*** PAGE EXTRACT ***

You Can’t Expect Simple Answers to Complex Questions about Autistic Emotions

When I was a kid, people who worked with me would show me a picture of a smiling kid and say, “He is happy.”

And I would wonder how they knew so surely.

The correlation between smiling and happiness does not exist for me. Getting such deep emotion from one stock photo is truly bananas.

The emotional soup in my autistic body asks it to always find a fitting form of movement guaranteed to be the exact opposite of what best fits any focus and good social grace. Writing can help me attempt a better look at my scattered thoughts and allow me to painfully assess what pushes to the surface. I can better sort out all the emotions when I see my words on a page. 

Walking in an autistic body is for me like floating in a stew of feelings. Fury pushes past and anger bubbles loudly. Chunks of glee and love drift by and brush up against me. Awash in this jumbled goulash of sensation, I have no tether to ground me to my true self.

Feelings that lots of people find easy to identify – like hopeful or frustrated – are for me inextricably wound together into one pile of steaming hot commotion.

*** End of PAGE EXTRACT ***
*** ENTRIES SUPPLIED ***

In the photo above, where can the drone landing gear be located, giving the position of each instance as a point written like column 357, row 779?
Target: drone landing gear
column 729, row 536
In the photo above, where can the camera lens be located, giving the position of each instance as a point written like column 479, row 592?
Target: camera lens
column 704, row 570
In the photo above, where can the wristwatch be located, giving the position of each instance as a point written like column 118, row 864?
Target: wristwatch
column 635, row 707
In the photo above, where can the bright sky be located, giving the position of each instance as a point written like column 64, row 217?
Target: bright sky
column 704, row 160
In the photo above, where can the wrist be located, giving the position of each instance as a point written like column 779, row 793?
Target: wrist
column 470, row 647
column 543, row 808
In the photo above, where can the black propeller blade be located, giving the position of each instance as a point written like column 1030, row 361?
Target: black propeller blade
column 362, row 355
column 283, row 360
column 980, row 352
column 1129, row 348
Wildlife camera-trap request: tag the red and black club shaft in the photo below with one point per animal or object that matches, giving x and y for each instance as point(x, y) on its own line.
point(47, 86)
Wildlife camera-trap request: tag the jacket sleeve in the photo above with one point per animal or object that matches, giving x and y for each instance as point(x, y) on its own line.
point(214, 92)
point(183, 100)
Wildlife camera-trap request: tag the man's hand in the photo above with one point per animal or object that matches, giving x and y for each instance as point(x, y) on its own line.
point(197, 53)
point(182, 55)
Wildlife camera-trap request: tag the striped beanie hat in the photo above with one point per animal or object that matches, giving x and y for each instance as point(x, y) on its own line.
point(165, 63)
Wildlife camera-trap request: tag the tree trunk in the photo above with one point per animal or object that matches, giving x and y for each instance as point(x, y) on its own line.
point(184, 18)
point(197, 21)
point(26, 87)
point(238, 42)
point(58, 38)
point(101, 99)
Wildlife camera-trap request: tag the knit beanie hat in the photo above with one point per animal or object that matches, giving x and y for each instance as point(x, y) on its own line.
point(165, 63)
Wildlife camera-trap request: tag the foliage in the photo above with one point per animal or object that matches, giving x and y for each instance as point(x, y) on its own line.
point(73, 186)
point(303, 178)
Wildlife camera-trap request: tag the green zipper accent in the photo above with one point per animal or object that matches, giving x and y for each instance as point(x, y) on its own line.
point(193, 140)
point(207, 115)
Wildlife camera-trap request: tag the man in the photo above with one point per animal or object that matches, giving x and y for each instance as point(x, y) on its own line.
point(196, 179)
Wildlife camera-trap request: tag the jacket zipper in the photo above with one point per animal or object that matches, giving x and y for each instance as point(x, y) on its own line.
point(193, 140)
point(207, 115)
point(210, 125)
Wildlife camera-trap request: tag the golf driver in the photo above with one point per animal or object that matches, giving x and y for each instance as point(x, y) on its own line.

*** End of ENTRIES SUPPLIED ***

» WORK TO COMPLETE
#1 Copy the passage from the essay on autistic emotions word for word, starting at "Feelings that lots" and ending at "steaming hot commotion.".
#2 In the essay on autistic emotions, what helps the writer better sort out all the emotions?
Answer using only the essay on autistic emotions.

» SOLVED PROBLEMS
#1
Feelings that lots of people find easy to identify – like hopeful or frustrated – are for me inextricably wound together into one pile of steaming hot commotion.

#2 Seeing the words on a page.